═══ Records for this task

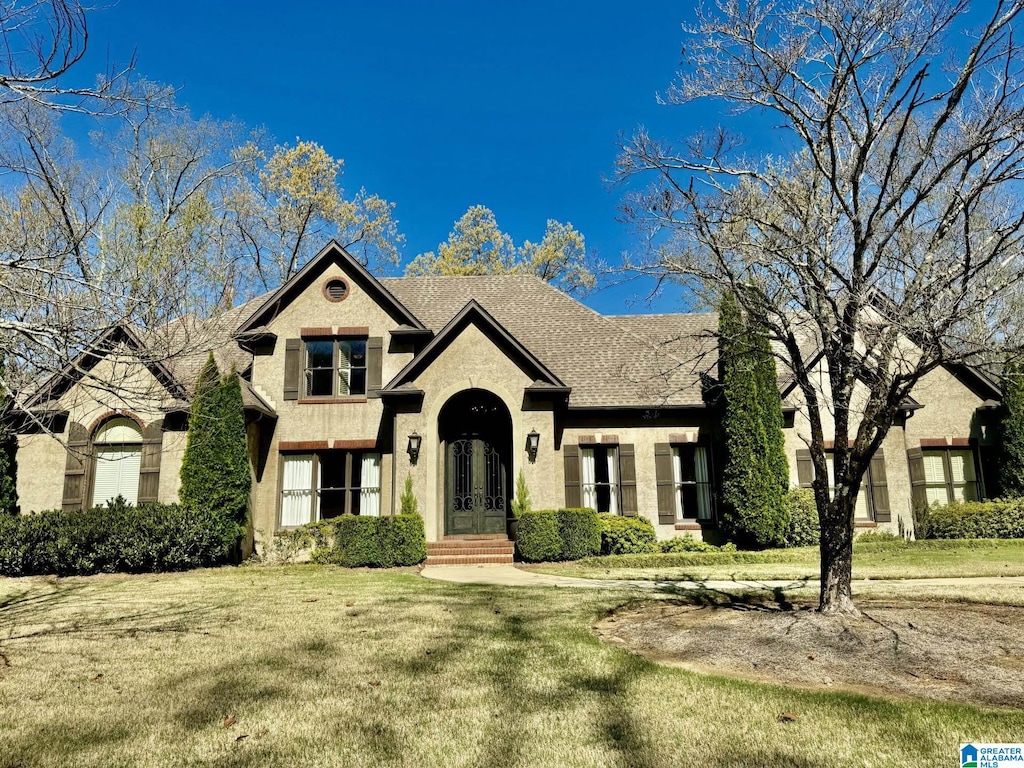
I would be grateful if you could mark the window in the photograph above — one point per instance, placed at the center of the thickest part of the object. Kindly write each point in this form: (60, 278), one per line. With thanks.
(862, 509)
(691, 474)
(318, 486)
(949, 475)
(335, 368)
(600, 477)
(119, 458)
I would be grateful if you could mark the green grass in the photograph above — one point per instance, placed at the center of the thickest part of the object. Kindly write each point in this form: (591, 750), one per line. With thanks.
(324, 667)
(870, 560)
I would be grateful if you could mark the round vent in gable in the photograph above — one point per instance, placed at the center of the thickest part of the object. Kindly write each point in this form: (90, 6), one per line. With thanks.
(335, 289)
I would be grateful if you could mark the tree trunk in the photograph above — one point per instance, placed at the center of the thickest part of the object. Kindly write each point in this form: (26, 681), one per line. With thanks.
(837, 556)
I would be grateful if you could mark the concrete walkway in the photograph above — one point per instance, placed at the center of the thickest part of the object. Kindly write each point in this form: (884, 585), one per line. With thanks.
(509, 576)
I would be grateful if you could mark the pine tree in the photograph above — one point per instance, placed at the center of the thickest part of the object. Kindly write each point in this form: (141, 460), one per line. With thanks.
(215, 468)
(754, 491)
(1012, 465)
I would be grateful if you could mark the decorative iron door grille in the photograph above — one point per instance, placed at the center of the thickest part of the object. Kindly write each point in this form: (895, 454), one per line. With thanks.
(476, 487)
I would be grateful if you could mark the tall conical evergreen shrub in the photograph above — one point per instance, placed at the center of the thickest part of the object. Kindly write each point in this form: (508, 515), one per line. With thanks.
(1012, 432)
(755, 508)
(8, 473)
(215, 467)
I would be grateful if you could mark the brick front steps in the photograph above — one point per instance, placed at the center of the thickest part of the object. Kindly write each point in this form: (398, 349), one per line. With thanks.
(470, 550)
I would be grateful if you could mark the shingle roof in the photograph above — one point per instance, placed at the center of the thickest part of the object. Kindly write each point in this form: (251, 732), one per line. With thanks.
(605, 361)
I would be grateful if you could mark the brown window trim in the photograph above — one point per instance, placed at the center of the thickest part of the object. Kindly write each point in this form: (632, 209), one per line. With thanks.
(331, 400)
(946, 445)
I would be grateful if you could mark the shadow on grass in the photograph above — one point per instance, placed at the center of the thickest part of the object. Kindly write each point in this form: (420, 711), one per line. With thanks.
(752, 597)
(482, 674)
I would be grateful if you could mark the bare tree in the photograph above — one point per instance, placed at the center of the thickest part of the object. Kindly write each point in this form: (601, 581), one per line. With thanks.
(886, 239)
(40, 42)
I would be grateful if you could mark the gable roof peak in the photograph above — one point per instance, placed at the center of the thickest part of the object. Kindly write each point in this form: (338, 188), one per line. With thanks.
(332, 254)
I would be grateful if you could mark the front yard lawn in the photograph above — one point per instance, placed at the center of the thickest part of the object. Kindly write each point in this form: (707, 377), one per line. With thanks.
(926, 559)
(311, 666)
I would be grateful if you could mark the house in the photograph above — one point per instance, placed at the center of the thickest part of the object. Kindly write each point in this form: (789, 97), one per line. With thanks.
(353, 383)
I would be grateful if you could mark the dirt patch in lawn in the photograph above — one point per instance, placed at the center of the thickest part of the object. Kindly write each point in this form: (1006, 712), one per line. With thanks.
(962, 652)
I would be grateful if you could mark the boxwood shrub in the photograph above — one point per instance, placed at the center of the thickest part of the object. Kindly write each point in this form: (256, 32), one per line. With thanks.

══════

What the exercise asks » The pictures are not wanted, but every line of the listing should be duplicated exactly.

Written answer »
I would be grateful if you could mark the window in the photograph above — one point per instance, placed at the center of the thickest part of the object. Kindly write each point in this form: (60, 278), one per line. With thanks.
(862, 509)
(691, 474)
(318, 486)
(949, 475)
(335, 368)
(600, 477)
(119, 458)
I would be grateful if you could mark the green grass in the photograph above — one point per instance, placed at the center of the thickest part of the object. Kindly write each point in this form: (591, 750), one per line. With thanks.
(324, 667)
(870, 560)
I would be grateful if you could mark the round vent in gable in the photograph above — one point per instance, placed at the center of the thickest part of the object. Kindly write each point in this form: (90, 6), one per line. With thanks.
(335, 289)
I would be grateful if you could mark the tree trunk in the photograph above — one point per instance, placed at the center of the thickest part of the object. Kindly write each point in this form: (26, 681), one per line. With thanks.
(837, 556)
I would be grateful if you could mark the concrete walkway in the photograph above — one point per instance, placed at the center of the thickest part of the object. Kindly write each point in this form: (884, 585), one per line. With thanks.
(509, 576)
I would be grateful if you could mark the pine tree in the photograph above — one point per instance, placed at the center of the thickest part of the object. Kindly write each point in this form: (141, 460), one per line. With thanks.
(215, 468)
(754, 491)
(1012, 465)
I would be grateful if you could mark the decorative iron door grille in the photograph above — one point per instance, placed at the center of the thickest part of the object. Kindly write each point in this form: (895, 454), one per line. With thanks.
(476, 487)
I would be grateful if you could mark the tall conical evergreen shrub in the photograph above — one point per instance, placed at the center of the thickest part of the object. Kindly write each point in this form: (508, 515), one per line. With thanks.
(1012, 432)
(755, 508)
(8, 473)
(215, 467)
I would be grateful if you could mark the brick front steps in the photograph above — one point per instance, placed at the center of the thickest part of the object. Kindly write each point in this form: (398, 349), one per line. With thanks.
(470, 550)
I would be grateful if you could mark the shingle roof in the photograph above — one point per instance, placed at the center of the thickest part of the object. Kindly write each point in this form: (251, 732), one per line. With thanks.
(605, 361)
I would be grateful if you could mark the brown window trim in the photograph above — one point per instance, placed at the center of the thickest part of the object. Kindly write each point in this form: (632, 209), one per line. With thanks.
(331, 400)
(946, 445)
I would be grateful if you could mark the shadow on grass in the photograph above — one point per instance, placed at the center of the thickest part of the object. Kindly write each point in this form: (420, 711), one per line. With thanks.
(752, 597)
(482, 674)
I would be grateful if you could mark the bare tree in the photograph above — one point per instance, placed at the center of the thickest part of the object. Kindly write each point in this form: (601, 581), one per line. With thanks.
(886, 239)
(40, 42)
I would be grateful if you could mark the gable roof peak in the photograph above — one point per instance, placed at the center of the thickest part of the object. Kindly write each point in this form: (338, 188), one per line. With thanks.
(332, 254)
I would be grateful if you could mark the front yard lawn in the photograph above — one point per instance, placed at the center of the thickest part of the object. Kindly write each point in this form: (707, 377), one per line. With thanks.
(926, 559)
(311, 666)
I would be grateful if you could mark the house in the photograph above — one point per instance, placed at the center of the thickest part of the object. Kindly write each point in this form: (789, 97), one per line. With thanks.
(353, 383)
I would be grateful if you could mark the dirt patch in lawn in the photograph above — one point per instance, placed at the center of the thickest part of the object. Kindly write each point in this form: (1006, 712), one per line. With thanks.
(962, 652)
I would be grateful if you could mark the boxwood shrub in the photograph above — one point per instance, placed at the center of the thickest part of the object. Kindly write each point in this form: (256, 32), one per line. With thanks.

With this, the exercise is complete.